───── SUPPLIED TEXT ─────
1155 Sherbrooke Street West, 514-285-9000
For travelers on a princely budget, try the Fairmont Queen Elizabeth. The hotel is a Montreal landmark and a favorite among stars and heads of state. John Lennon wrote Give Peace a Chance in one of its suites. Rates from $250 before tax.
900 René Lévesque Boulevard West, 514-861-3511 or 1-800-257-7544
Eat and Drink
Montreal rivals New York as a capital of restaurants and cafes. Dining out is a favorite local pastime, especially in winter when the weather restricts activity, and there’s an abundance of world cuisines to sample all over the city. Small, family-owned restaurants offer the best ethnic fares and often for under $15 per person (tax and tip included). Lunch starts around noon and is served in most restaurants until 3pm. Dinner is an early affair in the city, starting at 6pm with many places closing by 10pm or 11pm on weekdays.
For the business crowd, it’s common to have a drink after work on Fridays, between 5pm and 7pm, so bars are usually very busy at this time. Between its Anglo-Saxon and French heritage, the city has garnered some of the best beers and wines in the world. For a sample, check out Hurley’s Irish Pub (1225 Crescent Street, website).
Le Cheval Blanc on rue Ontario (809 Ontario East, 514-522-0211, website) was the first brewpub in Montreal and some of their beers are available around town, as is the nearly lethal La Fin du Monde. At 9% alcohol, “fin” is a pretty accurate description of the effects it might have on your night. Unlike most of Canada, beer and wine can be bought in grocery stores in addition to the state-run liquor stores.
───── ITEMS ─────
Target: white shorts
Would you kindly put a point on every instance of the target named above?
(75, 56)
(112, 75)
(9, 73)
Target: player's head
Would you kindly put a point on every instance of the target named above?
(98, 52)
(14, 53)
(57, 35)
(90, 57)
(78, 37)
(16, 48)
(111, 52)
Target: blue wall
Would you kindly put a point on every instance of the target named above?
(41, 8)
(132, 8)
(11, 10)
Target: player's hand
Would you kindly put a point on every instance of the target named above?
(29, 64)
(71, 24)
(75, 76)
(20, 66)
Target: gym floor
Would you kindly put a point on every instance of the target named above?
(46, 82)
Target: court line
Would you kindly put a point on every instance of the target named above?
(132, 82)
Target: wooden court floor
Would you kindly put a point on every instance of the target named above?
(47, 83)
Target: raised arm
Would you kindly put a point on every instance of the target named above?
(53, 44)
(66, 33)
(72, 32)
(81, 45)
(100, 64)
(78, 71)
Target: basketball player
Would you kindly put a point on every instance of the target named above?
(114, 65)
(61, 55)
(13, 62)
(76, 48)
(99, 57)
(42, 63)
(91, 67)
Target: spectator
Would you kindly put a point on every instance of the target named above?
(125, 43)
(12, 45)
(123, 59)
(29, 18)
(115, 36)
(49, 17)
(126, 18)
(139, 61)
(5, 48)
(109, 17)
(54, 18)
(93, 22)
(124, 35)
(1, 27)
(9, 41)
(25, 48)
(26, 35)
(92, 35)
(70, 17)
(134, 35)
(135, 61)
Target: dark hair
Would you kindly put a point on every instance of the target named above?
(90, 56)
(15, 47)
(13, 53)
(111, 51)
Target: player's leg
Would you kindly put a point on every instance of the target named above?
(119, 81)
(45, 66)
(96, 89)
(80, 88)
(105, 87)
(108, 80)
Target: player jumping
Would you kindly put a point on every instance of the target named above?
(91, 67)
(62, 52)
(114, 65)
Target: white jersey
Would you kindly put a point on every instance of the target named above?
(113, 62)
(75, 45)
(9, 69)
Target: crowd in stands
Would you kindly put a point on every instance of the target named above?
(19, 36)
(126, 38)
─────
───── ITEMS ─────
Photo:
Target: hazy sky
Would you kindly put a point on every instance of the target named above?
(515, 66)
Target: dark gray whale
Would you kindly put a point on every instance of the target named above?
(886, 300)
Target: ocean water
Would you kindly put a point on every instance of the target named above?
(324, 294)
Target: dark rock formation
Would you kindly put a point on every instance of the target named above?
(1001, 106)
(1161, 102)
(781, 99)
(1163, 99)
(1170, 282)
─────
───── ITEMS ─────
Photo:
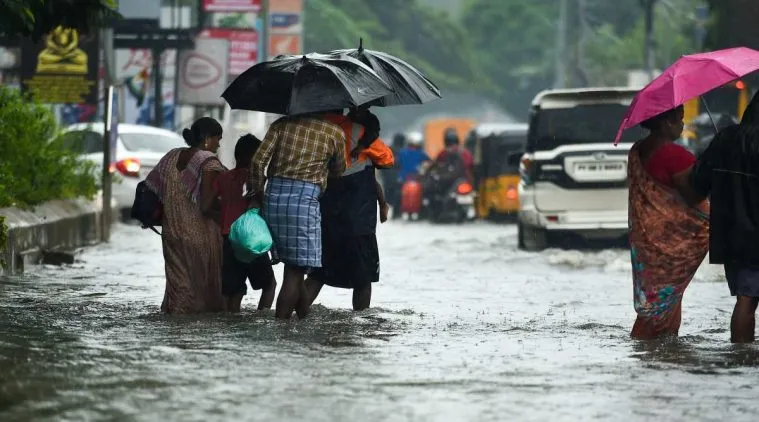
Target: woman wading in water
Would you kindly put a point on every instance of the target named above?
─────
WORK REQUIRED: Carry on the Montreal travel guide from its last sentence, in the same style. The entries are separate material and are not part of the Montreal travel guide.

SOLVED PROBLEM:
Some of Montreal’s specialties are also among the cheapest meals to be had. Stop for smoked meat at Schwartz’s Deli (3895 St. Lawrence Boulevard, 514-842-4813, website). The place is always packed and you might have to line up, but it’s worth the wait. Poutine, a Québécois dish of French fries topped with cheese curds and gravy, has to be experienced at La Banquise (994 Rachel Street East, 514-525-2415, website). This diner offers over a dozen variations on the dish and is open 24 hours, so you can hop over after a night of clubbing on nearby St. Denis Street. Lovers of cheese won’t be disappointed either – Quebec has over 300 varieties of cheese. A great shop to pick up some cheese is Fromagerie du Marché Atwater in the Marché Atwater (Atwater Avenue, 514-932-9731).
Many of the medium-range restaurants offer dinner and a show. Le Milsa (1445 Bishop Street, 514-985-0777,website), a Brazilian Churrascaria or rotisserie, lets you sample a broad variety of barbecued meats while watching a Carnival style dance show. Dinner for two, with unlimited servings of meat, is around $85, tax and tip included. La Menara (256 St. Paul Street East, 514-861-1989, website), with its Thousand and One Nights decor, has some of the best Moroccan food in town. Savor their couscous while watching the belly dancers sway to the rhythms, all for under a $100 for two, tax and tip included.
To dine à l’Européenne, make sure you have at least three hours free and head into Caprice Fondue (70 Prince Arthur Street, 514-845-0183) in the lively Plateau district. Their fondue menu – starting with cheese fondue, followed by your choice of meat or seafood fondue and capped with a chocolate fondue – will leave you thinking fondly of this French resto-bar. Dinner pour deux costs around $90, tax and tip included.
For a real splurge, make reservations at la Queue de Cheval (1221 René Lévesque Boulevard West, 514-390-0090, website) an upscale steak house. Their prime beef is excellent, as is their wine selection, but expect to pay around $200 for dinner for two.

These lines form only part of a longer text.